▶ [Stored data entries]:

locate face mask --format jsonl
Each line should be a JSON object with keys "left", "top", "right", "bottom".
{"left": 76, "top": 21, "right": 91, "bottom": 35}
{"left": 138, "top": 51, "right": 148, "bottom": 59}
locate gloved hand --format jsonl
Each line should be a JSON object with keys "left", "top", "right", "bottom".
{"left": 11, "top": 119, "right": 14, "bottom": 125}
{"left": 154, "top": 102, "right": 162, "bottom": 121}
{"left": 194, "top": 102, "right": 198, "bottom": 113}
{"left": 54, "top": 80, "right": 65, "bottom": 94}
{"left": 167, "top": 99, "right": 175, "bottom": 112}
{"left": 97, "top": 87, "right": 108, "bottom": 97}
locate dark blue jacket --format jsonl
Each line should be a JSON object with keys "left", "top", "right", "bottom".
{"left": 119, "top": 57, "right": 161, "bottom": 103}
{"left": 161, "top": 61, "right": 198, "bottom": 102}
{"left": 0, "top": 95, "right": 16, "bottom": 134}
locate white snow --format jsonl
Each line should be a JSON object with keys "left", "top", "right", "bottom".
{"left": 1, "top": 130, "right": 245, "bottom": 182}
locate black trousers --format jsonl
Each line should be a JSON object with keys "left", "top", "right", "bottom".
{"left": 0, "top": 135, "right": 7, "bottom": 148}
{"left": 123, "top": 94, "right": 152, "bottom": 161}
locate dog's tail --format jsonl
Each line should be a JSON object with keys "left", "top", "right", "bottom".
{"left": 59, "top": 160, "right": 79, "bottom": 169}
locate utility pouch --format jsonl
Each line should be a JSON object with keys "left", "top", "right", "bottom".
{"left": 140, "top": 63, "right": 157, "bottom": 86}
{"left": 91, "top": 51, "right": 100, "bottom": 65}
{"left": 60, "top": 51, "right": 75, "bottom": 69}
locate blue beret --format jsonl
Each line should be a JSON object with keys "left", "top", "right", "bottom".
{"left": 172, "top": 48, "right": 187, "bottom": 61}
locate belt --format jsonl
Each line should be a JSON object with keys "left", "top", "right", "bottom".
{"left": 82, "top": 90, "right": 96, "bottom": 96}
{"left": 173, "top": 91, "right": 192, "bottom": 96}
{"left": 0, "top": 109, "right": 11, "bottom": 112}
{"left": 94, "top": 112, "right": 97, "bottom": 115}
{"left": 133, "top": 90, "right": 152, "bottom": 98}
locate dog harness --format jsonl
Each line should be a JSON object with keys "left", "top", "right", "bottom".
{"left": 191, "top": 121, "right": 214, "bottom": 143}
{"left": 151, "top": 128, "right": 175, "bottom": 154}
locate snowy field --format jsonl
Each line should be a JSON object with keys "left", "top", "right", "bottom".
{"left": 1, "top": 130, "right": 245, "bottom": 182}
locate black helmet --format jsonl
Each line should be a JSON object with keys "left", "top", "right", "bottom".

▶ [EXERCISE GOAL]:
In the data, count the lines that include the string "blue", then give that number and nothing more.

▶ [RESULT]:
2